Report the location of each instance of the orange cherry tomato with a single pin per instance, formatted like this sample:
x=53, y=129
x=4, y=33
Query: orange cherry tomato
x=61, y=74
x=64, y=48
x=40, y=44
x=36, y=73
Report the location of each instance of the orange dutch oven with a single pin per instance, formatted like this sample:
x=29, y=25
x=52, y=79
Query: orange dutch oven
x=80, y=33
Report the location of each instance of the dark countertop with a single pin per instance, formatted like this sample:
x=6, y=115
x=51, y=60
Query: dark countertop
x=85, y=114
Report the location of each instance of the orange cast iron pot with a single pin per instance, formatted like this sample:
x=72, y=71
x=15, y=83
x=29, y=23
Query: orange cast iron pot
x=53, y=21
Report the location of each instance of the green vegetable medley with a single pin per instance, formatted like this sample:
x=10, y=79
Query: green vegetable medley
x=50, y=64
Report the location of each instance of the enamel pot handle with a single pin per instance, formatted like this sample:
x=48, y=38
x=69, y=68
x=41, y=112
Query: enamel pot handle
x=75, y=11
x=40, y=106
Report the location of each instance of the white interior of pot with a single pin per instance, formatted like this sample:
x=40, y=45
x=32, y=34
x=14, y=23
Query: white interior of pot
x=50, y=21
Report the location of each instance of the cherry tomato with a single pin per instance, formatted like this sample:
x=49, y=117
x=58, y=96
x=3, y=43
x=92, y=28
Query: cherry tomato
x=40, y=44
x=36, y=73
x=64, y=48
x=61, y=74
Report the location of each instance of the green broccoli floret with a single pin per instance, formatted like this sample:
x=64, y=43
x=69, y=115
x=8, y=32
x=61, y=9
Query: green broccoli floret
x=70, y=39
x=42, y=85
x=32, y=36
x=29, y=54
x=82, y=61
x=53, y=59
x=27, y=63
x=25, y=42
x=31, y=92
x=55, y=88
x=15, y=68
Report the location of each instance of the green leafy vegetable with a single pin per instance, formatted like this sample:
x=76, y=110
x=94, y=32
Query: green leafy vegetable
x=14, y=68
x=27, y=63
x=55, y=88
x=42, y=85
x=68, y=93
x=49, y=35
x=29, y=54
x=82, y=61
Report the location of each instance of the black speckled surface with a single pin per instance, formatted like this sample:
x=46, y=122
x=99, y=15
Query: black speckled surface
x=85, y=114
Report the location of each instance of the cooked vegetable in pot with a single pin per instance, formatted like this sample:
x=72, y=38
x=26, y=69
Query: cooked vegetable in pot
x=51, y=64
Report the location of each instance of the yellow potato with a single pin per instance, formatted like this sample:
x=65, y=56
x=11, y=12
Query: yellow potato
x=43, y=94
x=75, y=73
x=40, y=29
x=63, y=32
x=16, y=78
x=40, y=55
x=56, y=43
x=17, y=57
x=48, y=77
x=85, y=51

§ **GOAL OF THE EXERCISE**:
Transcribe all entries exactly as they are given.

§ **ANSWER TO THIS PROBLEM**:
Report the location of each instance of the orange cherry tomato with a single pin per instance, formatted like this sample:
x=53, y=129
x=4, y=33
Query: orange cherry tomato
x=61, y=74
x=64, y=48
x=40, y=44
x=36, y=73
Report the location of each instance of the orange dutch oven with a single pin per instance, formatted like this sample:
x=29, y=25
x=52, y=79
Query: orange dutch oven
x=80, y=33
Report the location of each instance of the dark countertop with a single pin per instance, formatted like this sample:
x=6, y=115
x=51, y=60
Query: dark countertop
x=85, y=114
Report the location of each instance of the orange cast iron pot with a single pin per instance, formatted like this sample:
x=72, y=71
x=15, y=83
x=29, y=23
Query: orange cast iron pot
x=53, y=21
Report the location of each instance of the green vegetable medley with a single pin per instance, formatted like this sample:
x=10, y=79
Query: green vegetable medley
x=50, y=64
Report the location of each instance of the enamel pot handle with a single pin per instance, formatted like this sample:
x=48, y=38
x=69, y=68
x=41, y=112
Query: enamel pot handle
x=75, y=11
x=40, y=106
Report the location of each instance of the white interior of pot with a single pin per instance, formatted like this sample:
x=40, y=45
x=32, y=34
x=14, y=23
Query: white interior of pot
x=50, y=21
Report the location of each instance of the cherry tomato with a single pin per instance, formatted like this sample:
x=49, y=117
x=58, y=96
x=3, y=43
x=92, y=28
Query: cherry tomato
x=40, y=44
x=36, y=73
x=64, y=48
x=61, y=74
Report the location of each instance of the green broccoli floret with a single pin per instance, formatted like this sample:
x=64, y=43
x=69, y=115
x=8, y=32
x=61, y=9
Query: green broccoli floret
x=70, y=39
x=42, y=85
x=32, y=36
x=29, y=54
x=82, y=61
x=53, y=59
x=27, y=63
x=25, y=42
x=31, y=92
x=55, y=88
x=15, y=68
Report the location of each instance of the green leafy vegetable with a single pin per instance, formatted like this sample:
x=76, y=110
x=94, y=32
Query: green leafy vegetable
x=14, y=68
x=27, y=63
x=55, y=88
x=42, y=85
x=68, y=93
x=49, y=35
x=29, y=54
x=82, y=61
Report the location of each instance of the black speckled surface with a single pin per instance, formatted like this sample:
x=46, y=122
x=99, y=15
Query: black speckled surface
x=85, y=114
Report the location of each instance of the cooked vegetable in pot with a single pin per instance, formatted like this sample:
x=72, y=38
x=26, y=69
Query: cooked vegetable in pot
x=51, y=64
Report the location of each instance of the yellow potato with a single pin per instance, formatted like this sample:
x=65, y=56
x=11, y=12
Query: yellow potato
x=43, y=94
x=75, y=73
x=40, y=29
x=63, y=32
x=16, y=78
x=40, y=55
x=56, y=43
x=17, y=57
x=48, y=77
x=85, y=51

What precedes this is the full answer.